-- begin Records for this exercise --
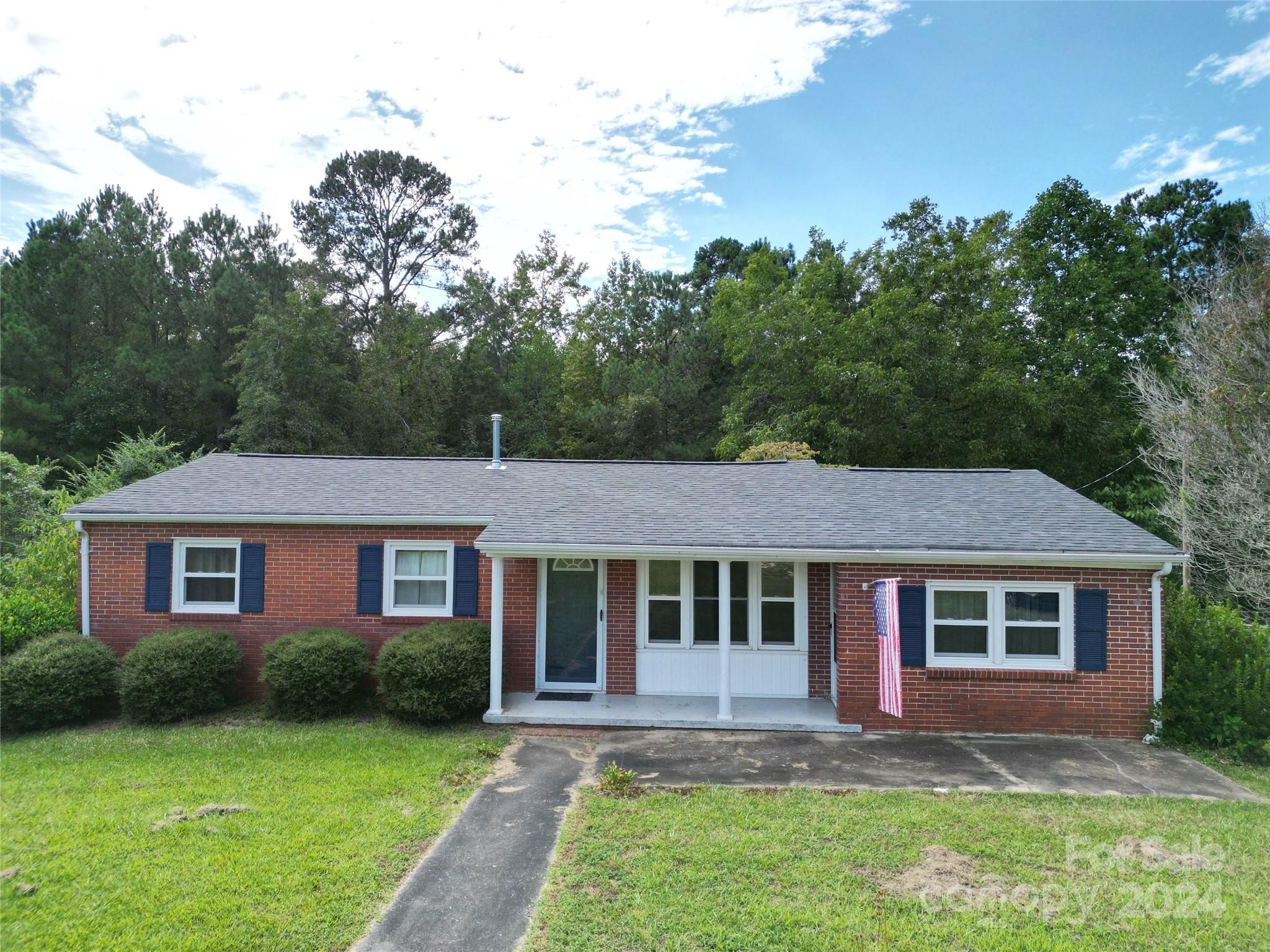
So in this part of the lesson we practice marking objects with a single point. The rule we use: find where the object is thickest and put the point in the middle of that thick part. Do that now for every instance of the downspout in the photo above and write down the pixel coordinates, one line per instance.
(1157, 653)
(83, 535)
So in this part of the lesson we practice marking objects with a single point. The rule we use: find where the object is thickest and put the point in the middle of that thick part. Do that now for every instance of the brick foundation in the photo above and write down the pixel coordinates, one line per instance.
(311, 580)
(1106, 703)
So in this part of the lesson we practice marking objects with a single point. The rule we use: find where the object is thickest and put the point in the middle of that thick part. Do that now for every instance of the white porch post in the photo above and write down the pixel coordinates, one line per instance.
-- end Records for this exercise --
-- begin Records for this exercise --
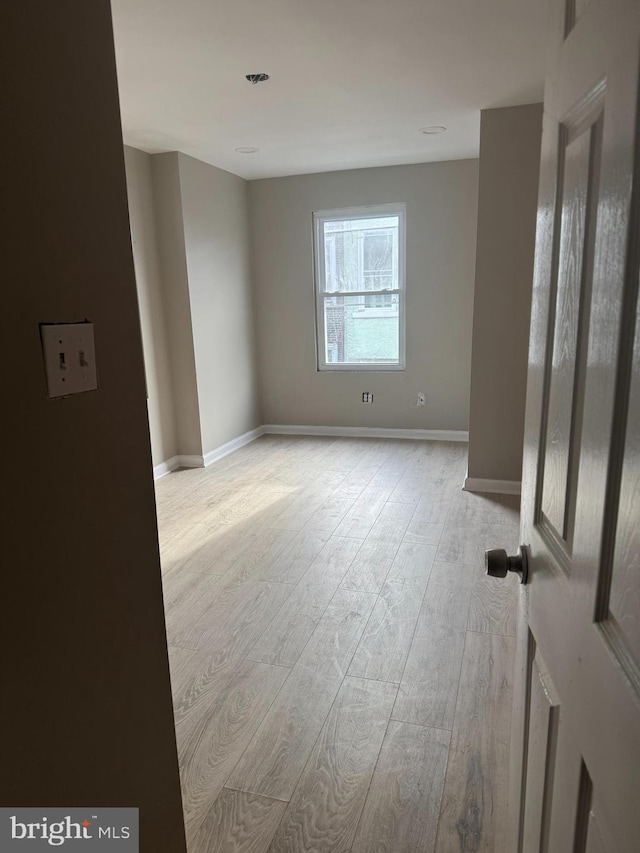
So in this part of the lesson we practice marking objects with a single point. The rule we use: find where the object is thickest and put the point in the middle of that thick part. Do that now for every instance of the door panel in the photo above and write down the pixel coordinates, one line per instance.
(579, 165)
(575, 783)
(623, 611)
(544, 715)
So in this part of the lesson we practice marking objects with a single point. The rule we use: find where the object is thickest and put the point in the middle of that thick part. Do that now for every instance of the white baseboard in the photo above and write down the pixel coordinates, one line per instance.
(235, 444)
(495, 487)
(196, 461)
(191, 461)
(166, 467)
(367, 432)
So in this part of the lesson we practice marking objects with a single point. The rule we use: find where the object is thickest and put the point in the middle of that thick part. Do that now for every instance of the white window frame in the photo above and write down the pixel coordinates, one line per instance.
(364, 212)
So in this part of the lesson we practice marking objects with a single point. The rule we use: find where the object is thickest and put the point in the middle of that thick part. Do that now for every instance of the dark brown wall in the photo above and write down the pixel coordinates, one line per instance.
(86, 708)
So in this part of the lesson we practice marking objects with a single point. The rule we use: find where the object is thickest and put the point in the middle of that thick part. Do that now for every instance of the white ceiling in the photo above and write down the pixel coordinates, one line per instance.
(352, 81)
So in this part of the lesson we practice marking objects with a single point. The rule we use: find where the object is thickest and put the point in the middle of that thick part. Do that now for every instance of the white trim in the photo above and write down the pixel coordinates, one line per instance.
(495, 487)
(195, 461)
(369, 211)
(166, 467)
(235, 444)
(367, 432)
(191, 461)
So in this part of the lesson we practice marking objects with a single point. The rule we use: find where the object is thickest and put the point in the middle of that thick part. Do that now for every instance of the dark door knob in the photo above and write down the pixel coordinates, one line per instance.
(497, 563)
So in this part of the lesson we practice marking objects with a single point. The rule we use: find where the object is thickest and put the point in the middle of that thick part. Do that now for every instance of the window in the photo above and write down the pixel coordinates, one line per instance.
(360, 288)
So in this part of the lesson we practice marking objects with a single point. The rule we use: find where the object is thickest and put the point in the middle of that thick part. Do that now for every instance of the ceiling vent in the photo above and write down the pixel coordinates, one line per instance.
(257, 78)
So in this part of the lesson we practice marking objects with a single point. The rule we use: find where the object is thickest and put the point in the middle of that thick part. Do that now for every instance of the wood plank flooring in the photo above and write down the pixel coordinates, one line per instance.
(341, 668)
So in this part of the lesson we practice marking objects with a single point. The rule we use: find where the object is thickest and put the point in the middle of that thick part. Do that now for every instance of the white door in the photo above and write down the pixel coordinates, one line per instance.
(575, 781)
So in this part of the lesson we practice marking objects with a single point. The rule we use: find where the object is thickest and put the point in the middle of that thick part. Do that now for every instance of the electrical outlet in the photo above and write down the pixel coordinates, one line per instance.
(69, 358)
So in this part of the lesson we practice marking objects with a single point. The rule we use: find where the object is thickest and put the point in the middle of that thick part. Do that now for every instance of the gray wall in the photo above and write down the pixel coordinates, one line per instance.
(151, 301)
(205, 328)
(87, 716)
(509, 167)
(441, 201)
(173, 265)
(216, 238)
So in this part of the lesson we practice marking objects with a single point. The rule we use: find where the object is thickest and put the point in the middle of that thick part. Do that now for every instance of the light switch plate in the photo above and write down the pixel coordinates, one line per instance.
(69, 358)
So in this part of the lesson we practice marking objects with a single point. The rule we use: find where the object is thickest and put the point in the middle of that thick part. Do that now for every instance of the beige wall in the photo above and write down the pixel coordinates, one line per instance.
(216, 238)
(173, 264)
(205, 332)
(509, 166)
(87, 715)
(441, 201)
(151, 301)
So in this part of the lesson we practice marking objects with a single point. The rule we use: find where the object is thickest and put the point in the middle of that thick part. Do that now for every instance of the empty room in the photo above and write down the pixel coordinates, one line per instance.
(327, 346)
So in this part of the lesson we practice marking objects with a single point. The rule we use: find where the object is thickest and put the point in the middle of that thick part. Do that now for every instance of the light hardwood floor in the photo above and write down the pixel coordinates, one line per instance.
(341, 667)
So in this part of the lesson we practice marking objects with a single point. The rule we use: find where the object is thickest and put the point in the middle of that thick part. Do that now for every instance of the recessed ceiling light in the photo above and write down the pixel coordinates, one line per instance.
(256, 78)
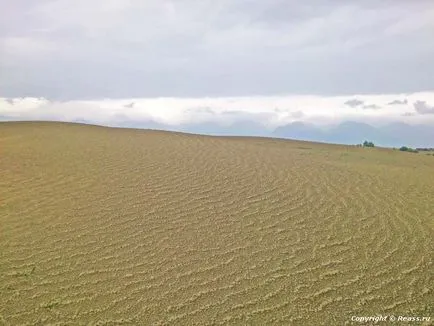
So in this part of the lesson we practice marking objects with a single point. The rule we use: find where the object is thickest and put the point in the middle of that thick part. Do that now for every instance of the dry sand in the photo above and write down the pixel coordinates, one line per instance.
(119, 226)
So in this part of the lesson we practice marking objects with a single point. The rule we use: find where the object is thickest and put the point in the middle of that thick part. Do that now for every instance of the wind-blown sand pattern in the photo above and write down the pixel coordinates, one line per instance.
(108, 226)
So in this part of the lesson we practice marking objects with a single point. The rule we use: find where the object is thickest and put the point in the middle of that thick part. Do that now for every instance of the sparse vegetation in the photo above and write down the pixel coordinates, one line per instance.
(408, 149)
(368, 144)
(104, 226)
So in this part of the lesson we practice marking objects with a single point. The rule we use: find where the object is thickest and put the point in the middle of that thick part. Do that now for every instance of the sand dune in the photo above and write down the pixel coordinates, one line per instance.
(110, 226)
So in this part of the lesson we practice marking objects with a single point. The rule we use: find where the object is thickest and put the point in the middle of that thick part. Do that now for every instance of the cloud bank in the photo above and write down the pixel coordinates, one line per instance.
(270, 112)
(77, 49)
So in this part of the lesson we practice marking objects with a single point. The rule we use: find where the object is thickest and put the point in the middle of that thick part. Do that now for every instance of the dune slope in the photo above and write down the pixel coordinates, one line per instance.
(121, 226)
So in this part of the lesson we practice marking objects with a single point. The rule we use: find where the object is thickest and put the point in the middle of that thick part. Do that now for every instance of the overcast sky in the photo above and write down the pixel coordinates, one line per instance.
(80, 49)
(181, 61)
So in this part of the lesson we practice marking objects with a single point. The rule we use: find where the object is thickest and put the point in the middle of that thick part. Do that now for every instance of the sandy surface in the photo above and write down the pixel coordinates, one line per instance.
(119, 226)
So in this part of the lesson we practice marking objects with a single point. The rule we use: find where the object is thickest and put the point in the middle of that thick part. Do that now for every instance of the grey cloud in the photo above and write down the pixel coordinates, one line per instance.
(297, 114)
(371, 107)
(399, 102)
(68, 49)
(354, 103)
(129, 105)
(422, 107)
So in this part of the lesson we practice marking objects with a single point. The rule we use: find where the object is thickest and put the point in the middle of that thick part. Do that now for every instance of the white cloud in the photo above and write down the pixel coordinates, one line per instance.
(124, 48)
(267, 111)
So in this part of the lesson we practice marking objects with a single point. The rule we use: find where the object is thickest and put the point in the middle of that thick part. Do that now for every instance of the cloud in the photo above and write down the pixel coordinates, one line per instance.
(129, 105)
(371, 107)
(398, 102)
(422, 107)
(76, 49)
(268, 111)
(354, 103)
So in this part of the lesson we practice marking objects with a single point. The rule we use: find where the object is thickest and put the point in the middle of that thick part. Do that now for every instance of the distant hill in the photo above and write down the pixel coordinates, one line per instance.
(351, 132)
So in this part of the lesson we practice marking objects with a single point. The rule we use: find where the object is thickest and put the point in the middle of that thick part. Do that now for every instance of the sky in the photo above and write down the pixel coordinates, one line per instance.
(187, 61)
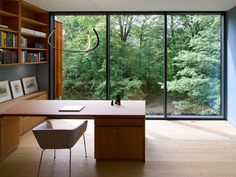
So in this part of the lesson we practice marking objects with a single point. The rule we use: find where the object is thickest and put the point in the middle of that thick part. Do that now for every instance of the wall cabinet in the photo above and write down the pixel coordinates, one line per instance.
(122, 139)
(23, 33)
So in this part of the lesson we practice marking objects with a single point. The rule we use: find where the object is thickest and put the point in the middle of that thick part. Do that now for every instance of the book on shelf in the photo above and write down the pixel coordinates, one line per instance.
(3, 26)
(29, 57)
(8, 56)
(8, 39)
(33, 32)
-- end Records for this exercise --
#### Required work
Gather each line of the records that contains the string "vent" and copy those lines out in full.

#### Exercise solution
So in this part of the lesson we practice marking objects with a single point. The rule we use: find where the object is thickest and put the point in the middle of that thick part. Do that now for every instance of the ceiling vent in the photo above and write down the pixel coordinates, one line per instance.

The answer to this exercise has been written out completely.